**Goal:** Find every line in the listing below that contains the string "chrome" and copy each one. Matching is case-sensitive.

**Data extract:**

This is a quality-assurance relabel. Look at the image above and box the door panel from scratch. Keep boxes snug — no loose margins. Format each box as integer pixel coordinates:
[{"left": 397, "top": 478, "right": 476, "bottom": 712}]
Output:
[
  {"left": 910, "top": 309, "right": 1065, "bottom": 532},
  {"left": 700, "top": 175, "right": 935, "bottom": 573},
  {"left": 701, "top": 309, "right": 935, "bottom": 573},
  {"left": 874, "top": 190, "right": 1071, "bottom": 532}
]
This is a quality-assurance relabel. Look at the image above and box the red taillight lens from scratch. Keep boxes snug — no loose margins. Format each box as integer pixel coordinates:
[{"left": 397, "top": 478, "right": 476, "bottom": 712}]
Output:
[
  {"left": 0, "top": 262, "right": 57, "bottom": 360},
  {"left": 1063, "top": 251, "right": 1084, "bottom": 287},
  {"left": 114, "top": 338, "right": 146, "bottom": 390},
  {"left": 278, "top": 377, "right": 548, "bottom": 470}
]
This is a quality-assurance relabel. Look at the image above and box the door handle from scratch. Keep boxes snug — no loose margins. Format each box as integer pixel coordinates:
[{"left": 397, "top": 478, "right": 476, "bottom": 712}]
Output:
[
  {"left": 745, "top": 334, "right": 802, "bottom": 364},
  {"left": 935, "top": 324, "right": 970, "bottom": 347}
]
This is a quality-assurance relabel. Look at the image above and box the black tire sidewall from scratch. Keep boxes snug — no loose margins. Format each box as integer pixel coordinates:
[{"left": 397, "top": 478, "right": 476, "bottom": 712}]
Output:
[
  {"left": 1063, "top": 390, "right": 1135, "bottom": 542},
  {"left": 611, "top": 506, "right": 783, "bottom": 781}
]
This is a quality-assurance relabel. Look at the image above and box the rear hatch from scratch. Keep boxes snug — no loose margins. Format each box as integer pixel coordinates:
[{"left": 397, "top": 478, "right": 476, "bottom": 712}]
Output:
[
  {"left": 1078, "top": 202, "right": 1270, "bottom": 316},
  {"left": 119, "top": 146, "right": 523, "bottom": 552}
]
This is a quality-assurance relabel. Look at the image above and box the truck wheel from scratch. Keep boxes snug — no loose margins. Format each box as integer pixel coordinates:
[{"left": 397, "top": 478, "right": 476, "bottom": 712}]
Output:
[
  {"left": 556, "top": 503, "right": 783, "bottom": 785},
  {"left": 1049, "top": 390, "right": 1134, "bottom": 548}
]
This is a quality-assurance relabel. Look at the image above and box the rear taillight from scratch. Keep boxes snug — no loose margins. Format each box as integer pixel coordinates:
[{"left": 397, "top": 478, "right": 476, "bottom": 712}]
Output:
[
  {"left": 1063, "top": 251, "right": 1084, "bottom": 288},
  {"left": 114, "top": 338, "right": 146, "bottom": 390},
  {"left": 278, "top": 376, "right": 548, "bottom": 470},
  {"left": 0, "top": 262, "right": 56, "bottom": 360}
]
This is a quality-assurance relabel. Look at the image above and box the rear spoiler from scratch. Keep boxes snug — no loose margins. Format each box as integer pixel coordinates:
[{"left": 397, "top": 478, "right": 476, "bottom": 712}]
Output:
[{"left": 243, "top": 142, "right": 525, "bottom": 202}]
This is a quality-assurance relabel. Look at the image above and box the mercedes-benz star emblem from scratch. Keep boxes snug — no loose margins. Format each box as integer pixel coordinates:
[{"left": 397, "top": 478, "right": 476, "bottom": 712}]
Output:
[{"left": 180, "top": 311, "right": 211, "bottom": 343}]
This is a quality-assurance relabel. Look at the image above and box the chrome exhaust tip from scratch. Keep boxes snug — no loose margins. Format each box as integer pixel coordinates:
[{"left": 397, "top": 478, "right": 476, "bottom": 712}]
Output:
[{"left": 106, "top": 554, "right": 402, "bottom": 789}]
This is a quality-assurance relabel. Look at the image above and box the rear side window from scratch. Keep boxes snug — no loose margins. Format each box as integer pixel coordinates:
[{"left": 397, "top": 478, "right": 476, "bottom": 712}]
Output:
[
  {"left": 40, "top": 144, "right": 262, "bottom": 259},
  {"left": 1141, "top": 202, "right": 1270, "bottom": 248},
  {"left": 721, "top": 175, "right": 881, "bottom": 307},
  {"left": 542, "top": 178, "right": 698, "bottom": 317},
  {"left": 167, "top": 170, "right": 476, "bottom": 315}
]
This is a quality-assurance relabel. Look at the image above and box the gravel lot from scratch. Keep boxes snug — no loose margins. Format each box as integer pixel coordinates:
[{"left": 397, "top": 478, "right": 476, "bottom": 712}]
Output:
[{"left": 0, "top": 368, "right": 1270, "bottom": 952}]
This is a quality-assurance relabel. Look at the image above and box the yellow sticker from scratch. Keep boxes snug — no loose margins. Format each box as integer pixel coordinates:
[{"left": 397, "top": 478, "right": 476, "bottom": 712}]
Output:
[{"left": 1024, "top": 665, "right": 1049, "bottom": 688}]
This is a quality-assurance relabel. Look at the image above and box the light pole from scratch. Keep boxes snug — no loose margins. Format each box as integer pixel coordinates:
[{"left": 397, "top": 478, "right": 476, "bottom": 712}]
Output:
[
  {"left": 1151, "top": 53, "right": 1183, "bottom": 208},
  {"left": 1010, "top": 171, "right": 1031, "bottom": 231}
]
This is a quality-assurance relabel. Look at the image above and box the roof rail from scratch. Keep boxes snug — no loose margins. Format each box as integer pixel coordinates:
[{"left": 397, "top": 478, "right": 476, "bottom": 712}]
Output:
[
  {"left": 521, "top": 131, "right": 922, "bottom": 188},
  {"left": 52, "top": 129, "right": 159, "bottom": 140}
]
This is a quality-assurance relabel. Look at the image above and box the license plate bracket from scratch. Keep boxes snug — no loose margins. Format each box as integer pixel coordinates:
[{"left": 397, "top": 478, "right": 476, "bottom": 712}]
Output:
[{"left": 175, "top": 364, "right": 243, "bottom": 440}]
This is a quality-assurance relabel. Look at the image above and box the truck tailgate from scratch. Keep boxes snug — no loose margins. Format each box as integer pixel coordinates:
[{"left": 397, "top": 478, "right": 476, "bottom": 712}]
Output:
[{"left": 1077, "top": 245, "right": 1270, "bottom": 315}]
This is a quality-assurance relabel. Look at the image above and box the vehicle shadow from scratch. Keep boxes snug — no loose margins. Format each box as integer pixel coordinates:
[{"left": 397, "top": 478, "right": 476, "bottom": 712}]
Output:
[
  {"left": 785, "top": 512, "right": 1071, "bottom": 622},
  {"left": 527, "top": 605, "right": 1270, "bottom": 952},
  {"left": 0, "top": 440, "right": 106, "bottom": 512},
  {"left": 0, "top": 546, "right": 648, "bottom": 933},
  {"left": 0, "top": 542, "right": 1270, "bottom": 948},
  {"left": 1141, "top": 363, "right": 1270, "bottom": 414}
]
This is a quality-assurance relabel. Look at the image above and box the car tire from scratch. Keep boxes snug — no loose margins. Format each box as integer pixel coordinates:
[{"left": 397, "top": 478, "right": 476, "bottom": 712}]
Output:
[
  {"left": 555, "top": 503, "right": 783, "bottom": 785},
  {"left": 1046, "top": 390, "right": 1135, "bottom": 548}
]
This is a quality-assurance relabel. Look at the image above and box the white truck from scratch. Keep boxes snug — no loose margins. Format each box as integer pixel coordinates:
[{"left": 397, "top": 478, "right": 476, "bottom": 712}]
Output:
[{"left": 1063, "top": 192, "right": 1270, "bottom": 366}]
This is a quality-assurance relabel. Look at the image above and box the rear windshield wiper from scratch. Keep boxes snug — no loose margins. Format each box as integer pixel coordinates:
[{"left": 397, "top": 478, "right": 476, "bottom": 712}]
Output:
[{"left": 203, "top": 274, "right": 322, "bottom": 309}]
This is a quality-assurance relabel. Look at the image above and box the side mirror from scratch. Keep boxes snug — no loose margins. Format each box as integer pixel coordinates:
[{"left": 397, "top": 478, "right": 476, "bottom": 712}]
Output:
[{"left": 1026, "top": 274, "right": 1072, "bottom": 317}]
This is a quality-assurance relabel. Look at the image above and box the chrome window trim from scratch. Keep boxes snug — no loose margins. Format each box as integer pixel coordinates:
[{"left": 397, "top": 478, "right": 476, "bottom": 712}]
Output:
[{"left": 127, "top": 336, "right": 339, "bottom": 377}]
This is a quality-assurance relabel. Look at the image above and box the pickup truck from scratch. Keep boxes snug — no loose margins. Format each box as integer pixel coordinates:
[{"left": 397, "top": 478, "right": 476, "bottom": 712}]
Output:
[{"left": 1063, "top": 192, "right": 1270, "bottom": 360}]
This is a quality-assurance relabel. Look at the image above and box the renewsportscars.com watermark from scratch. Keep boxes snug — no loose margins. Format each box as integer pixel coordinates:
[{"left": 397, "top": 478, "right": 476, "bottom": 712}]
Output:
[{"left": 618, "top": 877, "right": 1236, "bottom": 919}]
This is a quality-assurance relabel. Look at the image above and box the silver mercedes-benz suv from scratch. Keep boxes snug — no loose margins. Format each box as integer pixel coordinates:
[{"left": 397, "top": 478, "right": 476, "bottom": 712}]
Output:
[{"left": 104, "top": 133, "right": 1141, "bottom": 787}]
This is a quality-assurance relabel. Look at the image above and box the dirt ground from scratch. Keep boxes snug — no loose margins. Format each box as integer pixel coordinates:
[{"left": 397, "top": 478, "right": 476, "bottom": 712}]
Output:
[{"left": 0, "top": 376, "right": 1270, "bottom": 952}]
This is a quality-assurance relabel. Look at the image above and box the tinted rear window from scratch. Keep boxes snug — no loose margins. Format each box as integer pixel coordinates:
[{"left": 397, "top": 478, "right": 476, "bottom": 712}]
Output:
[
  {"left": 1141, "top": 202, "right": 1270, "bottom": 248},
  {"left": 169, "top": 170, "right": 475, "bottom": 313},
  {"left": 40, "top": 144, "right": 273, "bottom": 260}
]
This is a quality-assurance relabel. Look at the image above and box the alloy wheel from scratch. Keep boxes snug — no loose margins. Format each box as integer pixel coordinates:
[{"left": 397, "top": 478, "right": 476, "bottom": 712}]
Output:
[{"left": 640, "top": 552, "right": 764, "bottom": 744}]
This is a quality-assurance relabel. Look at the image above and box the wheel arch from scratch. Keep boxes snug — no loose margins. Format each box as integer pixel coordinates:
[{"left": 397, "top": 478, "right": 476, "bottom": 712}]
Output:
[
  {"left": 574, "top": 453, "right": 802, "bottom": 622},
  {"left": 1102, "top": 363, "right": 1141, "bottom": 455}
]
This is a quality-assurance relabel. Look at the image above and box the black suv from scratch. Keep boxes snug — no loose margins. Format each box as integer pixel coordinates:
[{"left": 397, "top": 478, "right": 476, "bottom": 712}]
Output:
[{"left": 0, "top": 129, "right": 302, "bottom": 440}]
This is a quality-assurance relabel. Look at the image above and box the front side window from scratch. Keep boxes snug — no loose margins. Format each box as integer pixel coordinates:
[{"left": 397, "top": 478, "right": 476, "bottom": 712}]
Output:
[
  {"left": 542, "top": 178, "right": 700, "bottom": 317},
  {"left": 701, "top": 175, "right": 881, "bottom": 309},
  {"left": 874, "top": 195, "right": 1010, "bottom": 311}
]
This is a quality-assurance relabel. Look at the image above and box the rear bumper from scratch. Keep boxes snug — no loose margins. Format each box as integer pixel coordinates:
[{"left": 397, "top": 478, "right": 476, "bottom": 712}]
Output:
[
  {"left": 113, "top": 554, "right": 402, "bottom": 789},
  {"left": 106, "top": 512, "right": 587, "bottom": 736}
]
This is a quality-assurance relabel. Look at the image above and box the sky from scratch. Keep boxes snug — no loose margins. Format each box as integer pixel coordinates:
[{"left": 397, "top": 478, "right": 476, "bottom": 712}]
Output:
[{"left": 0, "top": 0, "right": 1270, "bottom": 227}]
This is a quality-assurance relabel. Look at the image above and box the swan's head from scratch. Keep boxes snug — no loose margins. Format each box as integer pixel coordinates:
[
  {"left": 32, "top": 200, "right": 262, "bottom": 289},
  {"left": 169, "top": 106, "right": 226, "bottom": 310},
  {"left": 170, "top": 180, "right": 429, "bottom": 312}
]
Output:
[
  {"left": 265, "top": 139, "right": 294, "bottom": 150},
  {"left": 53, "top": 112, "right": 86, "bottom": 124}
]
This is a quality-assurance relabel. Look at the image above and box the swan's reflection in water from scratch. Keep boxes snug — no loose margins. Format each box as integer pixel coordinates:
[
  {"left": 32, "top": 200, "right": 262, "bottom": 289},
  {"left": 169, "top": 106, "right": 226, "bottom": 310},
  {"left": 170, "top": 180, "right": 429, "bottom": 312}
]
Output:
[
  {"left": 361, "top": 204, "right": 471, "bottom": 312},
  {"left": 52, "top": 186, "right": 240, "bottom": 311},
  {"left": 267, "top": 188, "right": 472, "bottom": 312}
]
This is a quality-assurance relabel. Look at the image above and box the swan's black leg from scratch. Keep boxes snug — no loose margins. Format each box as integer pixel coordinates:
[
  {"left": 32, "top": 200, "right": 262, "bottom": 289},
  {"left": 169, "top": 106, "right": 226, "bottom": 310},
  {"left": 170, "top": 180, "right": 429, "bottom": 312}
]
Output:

**Response for this exercise:**
This is a quality-assurance relabel. Look at the image above and box the chrome exhaust tip from scratch. Keep boxes snug — no loose margins. Format each box as integer pixel coordinates:
This is a quality-assurance relabel. Look at the image above and box the chrome window trim from scratch. Keep boxes snug — no loose margins. Format each box as integer pixel coordinates:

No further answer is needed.